● **RECORDS FOR THIS EXERCISE**:
——

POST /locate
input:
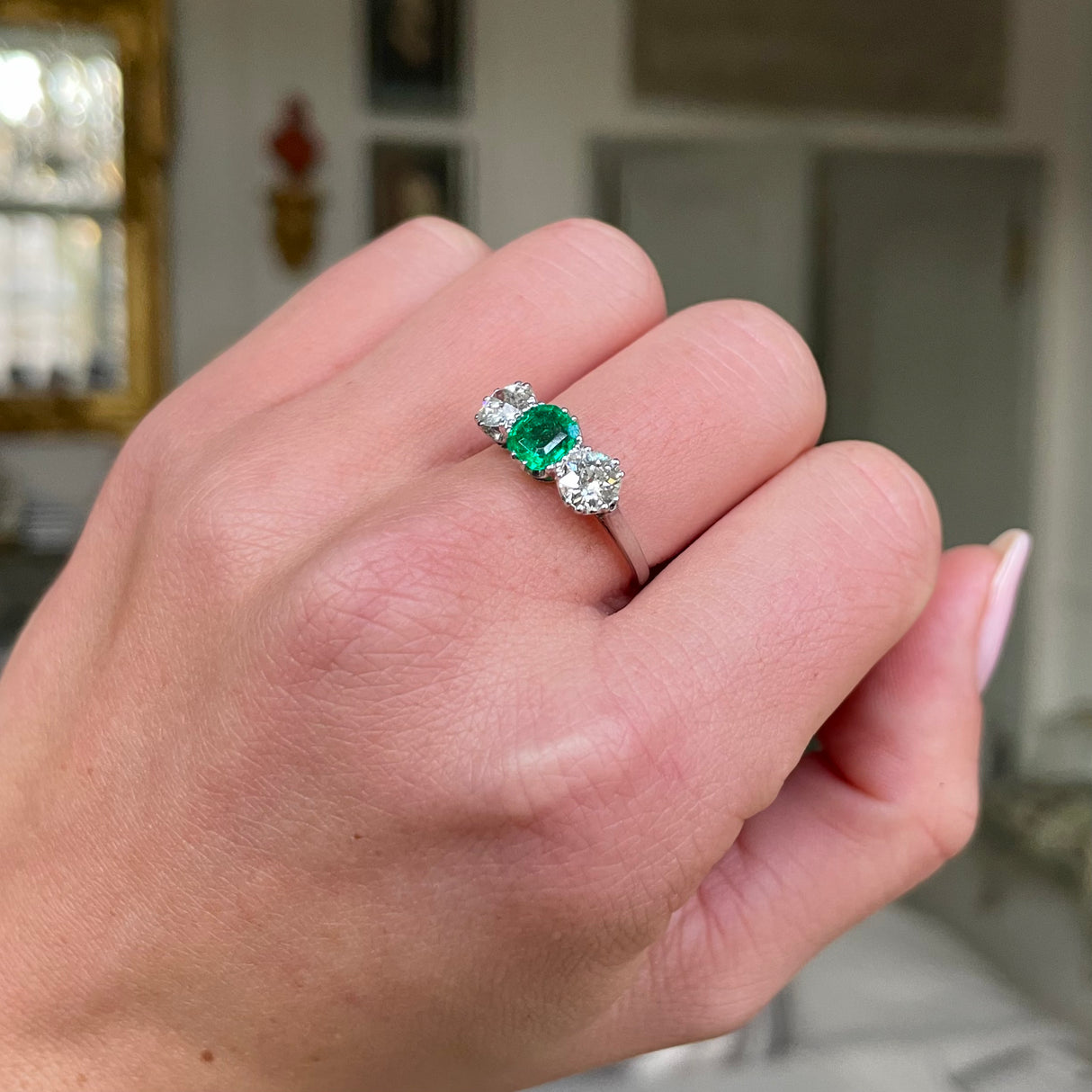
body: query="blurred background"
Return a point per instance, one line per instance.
(909, 182)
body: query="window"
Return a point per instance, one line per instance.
(62, 243)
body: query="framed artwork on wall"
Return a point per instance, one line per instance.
(413, 179)
(415, 52)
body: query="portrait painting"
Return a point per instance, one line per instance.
(412, 180)
(415, 55)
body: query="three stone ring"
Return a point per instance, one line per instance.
(547, 440)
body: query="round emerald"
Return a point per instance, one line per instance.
(542, 435)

——

● **AIM**:
Copy out all of the material above, swapping each "one line per instance" for "each on its own line" and keeping everything else the same. Leave out the pictures.

● **REPLY TO THE EXERCISE**:
POST /locate
input:
body: query="blurred background"
Return a point per instance, each on its own line.
(909, 182)
body: query="window"
Return a point per instance, each on its own line.
(62, 243)
body: query="framed artwork on wall"
Return a point per instance, each on its own line.
(413, 179)
(415, 52)
body: query="portrait painting"
Return a point per instance, each on its own line.
(412, 180)
(415, 55)
body: query="three stone ring"
Return a point per instance, each on its own line.
(547, 440)
body: query="round emerald"
Return a point per instance, each on its own line.
(542, 435)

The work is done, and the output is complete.